WRITTEN PROBLEM
Give every entry again, word for word and in full.

(Point labeling examples)
## begin

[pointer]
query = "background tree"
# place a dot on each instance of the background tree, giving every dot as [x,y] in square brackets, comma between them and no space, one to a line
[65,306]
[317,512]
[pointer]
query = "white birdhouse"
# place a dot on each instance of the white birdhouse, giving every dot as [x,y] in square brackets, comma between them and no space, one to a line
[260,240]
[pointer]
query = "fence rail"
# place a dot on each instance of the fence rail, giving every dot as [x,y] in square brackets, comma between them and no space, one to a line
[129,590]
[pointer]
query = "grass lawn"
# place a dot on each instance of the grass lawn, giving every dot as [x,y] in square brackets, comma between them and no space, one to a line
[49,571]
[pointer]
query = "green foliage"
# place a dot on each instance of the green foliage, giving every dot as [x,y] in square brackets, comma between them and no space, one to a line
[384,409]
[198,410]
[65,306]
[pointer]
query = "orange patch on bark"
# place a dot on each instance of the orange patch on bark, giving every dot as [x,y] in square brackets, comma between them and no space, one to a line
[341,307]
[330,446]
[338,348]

## end

TASK RESPONSE
[pointer]
query = "background tree"
# place a dot on each instance of the background tree, giving every dot as [x,y] in square brackets, comma between them and no space, one to a line
[65,306]
[317,512]
[pointer]
query = "white birdhouse"
# place a dot on each instance of the white birdhouse, giving every dot as [x,y] in square brackets, comma between them and no space, one to a line
[260,240]
[pointer]
query = "fence rail"
# place a dot on each instance of the fence rail, giving every dot as [x,y] in square brackets, comma between them and no space, one to a line
[129,590]
[pointer]
query = "grass lawn"
# place a dot on each instance of the grass lawn, giving every dot as [x,y] in square brackets, comma between them and no space, one to a line
[49,571]
[pointer]
query = "green foliage"
# place a dot on each instance of the green foliage, giving every dot as [x,y] in square brackets, comma between them and no space, one to a line
[384,409]
[198,410]
[65,306]
[pointer]
query = "orange patch on bark"
# place a dot on each instance of the orange patch on bark, giving every dot as [x,y] in square brackets, comma between them and no space, one to a line
[341,307]
[330,446]
[338,348]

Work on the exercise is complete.